##### Page excerpt #####

One way forward I have earlier suggested is that we could set our sights on interactive legislation. By interactive legislation I mean legislation in which the text and other images of the laws are accompanied by information on their background and the broader context. The traditional abstract linear text of the law would, at least in part, be replaced by communication of a different kind. In other words, some of the information typically found today in the drafting materials or even the legal literature would accompany the legislation in the form of text references in the electronic collection of statutes. The user of the text could thus obtain additional information on the relevant points as these are made actively available in the information space. The legal superhighway from human rights to the interpretation of individual provisions and guidelines would be rendered more readily visible. Working with law and legal texts in this way would bring us closer to the level of understanding known as the deep structure of law. Texts would be situated in a historical and systematic knowledge structure.18 Drawing on professor Luciano Floridi’s description, one could say information would be augmented with explanatory material.19

[18]

To judge from the way people have thought and acted fairly often, statutory texts have been considered material that is intended primarily for the eyes of lawyers and other professional interpreters of the law. Here, communication is seen as occurring between the legislator and those whose profession is to interpret the law. And this is the case in many respects. Legal positivism is in fact largely predicated on statutory texts. Yet we could not have it any other way in a constitutional state, one of whose aims is to prevent arbitrary justice.20

[19]

But this logic conceals a colossal misconception where democracy is concerned. Legislation and other official legal sources are intended first and foremost – and should be – for the average citizen. This is an essential consideration, especially in today’s evolving constitutional state. It is a very odd thing indeed if a person has to pay for information on what is right, and pay plenty. In this light we can hail as a positive development the work done on legal data banks that has resulted in statutory materials being available free of charge in most European countries.21 Notwithstanding, it took quite some time – 2001 – before the UN’s Århus Convention came into force, which provides for access to legal information.22

4.

##### Supplied information #####

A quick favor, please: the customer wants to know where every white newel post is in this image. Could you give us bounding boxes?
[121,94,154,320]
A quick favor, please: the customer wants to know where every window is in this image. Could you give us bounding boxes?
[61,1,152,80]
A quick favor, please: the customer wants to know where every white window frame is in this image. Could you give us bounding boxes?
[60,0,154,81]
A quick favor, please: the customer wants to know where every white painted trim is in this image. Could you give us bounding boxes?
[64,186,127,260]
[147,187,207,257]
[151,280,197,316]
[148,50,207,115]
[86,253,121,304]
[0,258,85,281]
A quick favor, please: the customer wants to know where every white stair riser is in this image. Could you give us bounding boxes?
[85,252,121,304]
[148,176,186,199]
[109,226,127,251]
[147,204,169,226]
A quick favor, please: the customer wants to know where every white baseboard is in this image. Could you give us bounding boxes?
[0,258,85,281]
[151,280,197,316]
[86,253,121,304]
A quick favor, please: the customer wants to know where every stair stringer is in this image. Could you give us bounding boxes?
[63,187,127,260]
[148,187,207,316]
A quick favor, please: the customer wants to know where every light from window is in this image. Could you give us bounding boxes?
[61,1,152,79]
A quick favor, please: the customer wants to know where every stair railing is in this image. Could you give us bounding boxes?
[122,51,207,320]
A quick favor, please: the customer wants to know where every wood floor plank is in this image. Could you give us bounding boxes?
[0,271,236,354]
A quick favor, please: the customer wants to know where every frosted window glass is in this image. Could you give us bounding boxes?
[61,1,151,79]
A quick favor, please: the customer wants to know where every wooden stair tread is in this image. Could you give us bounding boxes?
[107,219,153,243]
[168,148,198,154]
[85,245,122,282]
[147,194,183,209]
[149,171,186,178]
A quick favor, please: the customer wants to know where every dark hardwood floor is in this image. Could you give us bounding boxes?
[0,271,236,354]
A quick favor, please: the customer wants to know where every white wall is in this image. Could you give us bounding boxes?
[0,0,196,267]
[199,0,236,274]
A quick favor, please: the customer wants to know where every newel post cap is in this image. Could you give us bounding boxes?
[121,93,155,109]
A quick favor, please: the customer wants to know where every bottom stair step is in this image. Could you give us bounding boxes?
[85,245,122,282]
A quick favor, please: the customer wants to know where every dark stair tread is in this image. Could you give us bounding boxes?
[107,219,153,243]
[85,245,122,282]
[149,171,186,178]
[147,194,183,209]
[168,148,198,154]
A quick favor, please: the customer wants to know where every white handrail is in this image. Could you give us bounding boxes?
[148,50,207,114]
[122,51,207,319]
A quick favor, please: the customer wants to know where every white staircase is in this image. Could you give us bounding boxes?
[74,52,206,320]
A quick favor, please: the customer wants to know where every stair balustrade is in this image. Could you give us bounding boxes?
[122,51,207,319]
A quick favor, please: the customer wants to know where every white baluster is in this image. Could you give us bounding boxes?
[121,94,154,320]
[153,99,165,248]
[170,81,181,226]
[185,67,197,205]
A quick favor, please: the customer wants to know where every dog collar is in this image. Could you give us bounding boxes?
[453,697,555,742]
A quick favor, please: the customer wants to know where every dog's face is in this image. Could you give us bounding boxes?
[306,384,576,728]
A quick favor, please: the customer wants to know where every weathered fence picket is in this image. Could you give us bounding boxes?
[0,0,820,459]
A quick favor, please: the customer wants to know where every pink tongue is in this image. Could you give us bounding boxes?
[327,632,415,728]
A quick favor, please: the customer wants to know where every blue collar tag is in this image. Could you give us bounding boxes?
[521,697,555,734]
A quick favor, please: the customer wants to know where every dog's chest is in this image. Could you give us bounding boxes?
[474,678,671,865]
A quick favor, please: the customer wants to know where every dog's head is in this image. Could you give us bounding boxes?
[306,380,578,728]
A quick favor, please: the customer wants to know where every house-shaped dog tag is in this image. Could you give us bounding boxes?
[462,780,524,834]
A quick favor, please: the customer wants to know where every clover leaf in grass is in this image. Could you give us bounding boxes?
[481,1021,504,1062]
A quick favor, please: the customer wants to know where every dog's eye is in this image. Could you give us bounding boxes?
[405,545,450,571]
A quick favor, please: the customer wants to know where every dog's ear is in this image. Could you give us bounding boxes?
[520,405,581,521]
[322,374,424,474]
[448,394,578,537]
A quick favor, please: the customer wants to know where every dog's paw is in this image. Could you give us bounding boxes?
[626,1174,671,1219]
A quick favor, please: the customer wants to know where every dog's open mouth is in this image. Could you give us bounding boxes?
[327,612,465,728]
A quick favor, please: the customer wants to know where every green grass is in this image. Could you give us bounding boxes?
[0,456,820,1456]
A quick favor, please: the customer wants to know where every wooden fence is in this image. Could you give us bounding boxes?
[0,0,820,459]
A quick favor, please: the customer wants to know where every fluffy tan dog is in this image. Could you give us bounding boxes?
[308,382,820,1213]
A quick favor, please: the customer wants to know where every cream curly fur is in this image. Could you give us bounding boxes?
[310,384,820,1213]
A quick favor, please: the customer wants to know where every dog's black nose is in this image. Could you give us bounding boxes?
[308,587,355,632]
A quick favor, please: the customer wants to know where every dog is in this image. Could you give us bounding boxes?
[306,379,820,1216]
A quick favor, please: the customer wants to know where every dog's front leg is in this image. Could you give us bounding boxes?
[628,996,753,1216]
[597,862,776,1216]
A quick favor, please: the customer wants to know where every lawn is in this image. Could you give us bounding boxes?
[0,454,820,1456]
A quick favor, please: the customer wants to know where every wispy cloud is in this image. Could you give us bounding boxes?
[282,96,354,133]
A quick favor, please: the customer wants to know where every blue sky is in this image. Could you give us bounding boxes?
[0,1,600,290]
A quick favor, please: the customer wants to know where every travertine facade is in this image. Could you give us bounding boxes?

#####

• [What to work on]:
- a) According to the excerpt on interactive legislation, in what year did the UN's Århus Convention come into force?
- b) Please proceed with the excerpt on interactive legislation, continuing it from the point where it stops.
The rows are not needed here.

• [Answers to each task]:
- a) 2001

- b)
The perspective of the average citizen ^

[20]

From the perspective of the average citizen, mere accessibility and material being free of charge are not enough, however. The society has to give careful consideration to what law should look like when the average citizen consults it. Here, among other things, we also have to consider the importance of national, European and international standards.23 In legal life we are nowadays increasingly reliant on international sources, and in my view making the official materials among these sources available to the average citizen is also essential in the modern constitutional state.

[21]

In the realm of Legal Informatics, in 2015 Dr. Doris Liebwald provided an interesting look from the citizen’s perspective at the opportunities for integrated presentation of legal sources. She proceeded using the ideas put earlier forward in the 1980s by professor Jon Bing of Norway on what needed to be improved where legal information and information retrieval were concerned24. Bing envisioned official legal information as comprising a body of materials in which the subjects of regulation – citizens – would be the most prominent element.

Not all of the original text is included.